• What you will do: Write out the stretch of entries from the very beginning through the line containing "148 102 L 126", both ends included, without changing anything.

• Input data:
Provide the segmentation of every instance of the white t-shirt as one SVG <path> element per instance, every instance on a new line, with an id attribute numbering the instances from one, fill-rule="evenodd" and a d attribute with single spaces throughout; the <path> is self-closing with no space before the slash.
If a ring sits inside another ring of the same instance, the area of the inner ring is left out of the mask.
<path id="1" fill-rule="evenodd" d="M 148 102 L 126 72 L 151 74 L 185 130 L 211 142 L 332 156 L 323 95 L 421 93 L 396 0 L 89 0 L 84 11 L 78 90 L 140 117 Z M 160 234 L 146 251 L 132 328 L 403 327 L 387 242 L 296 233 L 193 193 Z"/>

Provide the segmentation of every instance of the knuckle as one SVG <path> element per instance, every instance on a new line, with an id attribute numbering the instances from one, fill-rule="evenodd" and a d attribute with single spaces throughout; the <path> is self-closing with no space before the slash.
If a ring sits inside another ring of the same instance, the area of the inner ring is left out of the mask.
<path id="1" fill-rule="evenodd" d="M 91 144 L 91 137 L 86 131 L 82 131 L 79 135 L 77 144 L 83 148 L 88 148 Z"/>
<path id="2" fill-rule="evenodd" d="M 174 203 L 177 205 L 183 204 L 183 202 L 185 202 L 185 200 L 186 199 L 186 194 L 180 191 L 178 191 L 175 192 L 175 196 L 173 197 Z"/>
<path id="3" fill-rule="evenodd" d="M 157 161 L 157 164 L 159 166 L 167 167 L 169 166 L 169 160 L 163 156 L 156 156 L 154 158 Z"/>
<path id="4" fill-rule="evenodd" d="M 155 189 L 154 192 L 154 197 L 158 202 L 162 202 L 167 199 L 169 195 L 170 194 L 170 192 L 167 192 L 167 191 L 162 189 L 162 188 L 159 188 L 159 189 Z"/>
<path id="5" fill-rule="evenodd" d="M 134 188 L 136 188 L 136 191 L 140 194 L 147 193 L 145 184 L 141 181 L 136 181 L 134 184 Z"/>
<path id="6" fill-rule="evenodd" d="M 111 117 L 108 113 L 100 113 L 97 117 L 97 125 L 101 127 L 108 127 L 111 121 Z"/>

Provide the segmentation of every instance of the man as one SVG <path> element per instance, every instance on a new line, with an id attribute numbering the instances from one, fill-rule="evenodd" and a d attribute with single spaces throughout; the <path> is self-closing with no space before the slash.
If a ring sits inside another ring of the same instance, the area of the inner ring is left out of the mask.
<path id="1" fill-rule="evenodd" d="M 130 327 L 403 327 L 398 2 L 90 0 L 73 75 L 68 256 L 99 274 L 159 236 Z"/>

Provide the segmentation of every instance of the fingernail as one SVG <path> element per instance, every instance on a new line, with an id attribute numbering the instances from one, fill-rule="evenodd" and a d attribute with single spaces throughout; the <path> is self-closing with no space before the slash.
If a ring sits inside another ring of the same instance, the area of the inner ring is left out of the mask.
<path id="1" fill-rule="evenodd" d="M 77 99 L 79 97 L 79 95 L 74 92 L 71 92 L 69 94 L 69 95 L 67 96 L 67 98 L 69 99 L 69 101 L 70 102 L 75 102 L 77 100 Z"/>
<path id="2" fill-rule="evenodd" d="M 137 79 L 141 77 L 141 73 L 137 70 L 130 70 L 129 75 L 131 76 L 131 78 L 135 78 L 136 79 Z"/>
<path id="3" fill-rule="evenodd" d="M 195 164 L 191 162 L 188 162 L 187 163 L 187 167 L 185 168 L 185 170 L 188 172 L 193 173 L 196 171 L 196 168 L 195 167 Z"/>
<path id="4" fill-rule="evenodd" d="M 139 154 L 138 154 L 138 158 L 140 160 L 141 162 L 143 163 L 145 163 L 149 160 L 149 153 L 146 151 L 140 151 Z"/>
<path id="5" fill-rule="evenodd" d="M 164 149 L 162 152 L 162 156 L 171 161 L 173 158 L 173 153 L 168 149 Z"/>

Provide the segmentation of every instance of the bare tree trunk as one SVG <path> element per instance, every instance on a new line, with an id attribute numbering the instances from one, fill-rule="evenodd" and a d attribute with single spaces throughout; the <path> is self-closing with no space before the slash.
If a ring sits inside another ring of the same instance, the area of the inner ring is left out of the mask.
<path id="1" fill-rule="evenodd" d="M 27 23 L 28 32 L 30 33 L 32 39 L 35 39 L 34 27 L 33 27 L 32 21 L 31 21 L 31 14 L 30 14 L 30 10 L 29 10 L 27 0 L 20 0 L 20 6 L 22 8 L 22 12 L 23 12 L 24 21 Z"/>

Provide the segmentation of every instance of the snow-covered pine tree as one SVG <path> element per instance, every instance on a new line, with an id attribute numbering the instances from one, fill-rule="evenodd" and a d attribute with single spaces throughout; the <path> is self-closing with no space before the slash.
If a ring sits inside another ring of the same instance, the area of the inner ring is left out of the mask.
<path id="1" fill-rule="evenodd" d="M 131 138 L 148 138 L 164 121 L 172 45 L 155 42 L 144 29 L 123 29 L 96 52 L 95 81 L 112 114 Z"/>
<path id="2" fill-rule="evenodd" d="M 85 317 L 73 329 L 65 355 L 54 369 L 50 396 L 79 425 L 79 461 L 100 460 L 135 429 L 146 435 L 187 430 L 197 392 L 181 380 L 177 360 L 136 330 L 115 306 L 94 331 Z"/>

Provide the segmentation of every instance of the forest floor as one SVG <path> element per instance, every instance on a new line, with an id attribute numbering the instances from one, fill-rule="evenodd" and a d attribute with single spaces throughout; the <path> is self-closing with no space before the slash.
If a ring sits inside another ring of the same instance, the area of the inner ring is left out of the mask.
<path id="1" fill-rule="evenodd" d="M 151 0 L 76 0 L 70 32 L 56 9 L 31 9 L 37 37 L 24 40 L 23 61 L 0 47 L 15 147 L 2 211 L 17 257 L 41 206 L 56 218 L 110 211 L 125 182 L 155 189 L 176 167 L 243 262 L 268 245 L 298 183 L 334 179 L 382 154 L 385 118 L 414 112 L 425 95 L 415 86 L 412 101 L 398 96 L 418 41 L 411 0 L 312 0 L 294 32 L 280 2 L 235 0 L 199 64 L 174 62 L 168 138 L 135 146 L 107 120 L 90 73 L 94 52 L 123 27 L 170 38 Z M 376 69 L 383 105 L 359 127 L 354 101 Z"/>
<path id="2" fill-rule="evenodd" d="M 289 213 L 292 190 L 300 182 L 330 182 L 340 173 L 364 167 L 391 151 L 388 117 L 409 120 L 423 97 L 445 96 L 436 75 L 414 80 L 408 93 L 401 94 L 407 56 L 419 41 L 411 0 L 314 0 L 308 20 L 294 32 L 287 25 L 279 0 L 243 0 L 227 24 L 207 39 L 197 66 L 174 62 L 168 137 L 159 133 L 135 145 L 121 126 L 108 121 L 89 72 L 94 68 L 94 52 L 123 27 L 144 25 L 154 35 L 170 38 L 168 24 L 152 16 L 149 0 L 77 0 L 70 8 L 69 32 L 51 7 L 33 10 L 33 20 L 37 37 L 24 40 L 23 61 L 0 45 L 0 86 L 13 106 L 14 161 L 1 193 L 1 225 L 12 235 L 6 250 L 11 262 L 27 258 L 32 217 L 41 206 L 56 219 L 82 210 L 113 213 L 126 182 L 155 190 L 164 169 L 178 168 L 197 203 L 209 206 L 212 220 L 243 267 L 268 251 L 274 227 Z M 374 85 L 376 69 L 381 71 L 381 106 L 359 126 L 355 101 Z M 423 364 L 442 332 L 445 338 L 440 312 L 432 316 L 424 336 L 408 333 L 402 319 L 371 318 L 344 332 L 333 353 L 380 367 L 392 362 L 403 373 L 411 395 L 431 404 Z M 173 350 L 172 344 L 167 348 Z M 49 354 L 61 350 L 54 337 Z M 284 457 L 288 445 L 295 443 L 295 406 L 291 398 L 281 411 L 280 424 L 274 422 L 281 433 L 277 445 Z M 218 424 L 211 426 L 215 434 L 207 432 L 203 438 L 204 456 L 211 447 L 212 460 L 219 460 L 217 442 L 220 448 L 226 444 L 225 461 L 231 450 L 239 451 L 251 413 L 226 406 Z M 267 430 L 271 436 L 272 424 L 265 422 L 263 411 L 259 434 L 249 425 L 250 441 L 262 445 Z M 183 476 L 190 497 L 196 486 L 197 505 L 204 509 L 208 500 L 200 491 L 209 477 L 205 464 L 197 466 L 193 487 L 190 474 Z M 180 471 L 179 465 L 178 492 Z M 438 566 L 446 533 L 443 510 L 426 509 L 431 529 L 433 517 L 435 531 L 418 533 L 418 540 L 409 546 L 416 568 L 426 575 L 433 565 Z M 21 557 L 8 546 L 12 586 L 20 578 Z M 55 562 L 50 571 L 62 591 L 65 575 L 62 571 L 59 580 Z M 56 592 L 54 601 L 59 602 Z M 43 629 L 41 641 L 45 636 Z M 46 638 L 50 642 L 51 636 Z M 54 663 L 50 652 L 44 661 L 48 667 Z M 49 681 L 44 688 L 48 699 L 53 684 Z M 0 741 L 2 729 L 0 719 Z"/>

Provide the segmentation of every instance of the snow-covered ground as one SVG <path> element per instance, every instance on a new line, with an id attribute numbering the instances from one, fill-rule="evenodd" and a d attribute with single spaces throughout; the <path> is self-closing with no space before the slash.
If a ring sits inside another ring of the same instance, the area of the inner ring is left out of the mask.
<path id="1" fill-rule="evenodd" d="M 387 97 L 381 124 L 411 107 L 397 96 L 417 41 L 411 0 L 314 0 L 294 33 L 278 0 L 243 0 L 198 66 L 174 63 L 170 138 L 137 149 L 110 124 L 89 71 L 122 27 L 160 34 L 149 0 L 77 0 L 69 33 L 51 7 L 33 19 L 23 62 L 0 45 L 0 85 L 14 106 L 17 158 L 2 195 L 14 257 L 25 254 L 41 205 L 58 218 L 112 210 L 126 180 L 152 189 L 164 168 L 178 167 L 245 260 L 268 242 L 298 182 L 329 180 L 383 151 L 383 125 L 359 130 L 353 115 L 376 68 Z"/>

• Exercise solution:
Provide the segmentation of every instance of the white t-shirt as one SVG <path> element per instance, every instance on a new line, with an id attribute numbering the instances from one, fill-rule="evenodd" and a d attribute with single spaces throughout; the <path> is self-closing with no space before the slash.
If a ring sits inside another ring of the same instance, the area of the inner ring is left out of the mask.
<path id="1" fill-rule="evenodd" d="M 148 102 L 126 72 L 151 74 L 185 130 L 211 142 L 332 156 L 323 95 L 421 93 L 396 0 L 89 0 L 84 11 L 78 90 L 140 117 Z M 160 234 L 146 251 L 132 328 L 403 327 L 387 242 L 296 233 L 193 193 Z"/>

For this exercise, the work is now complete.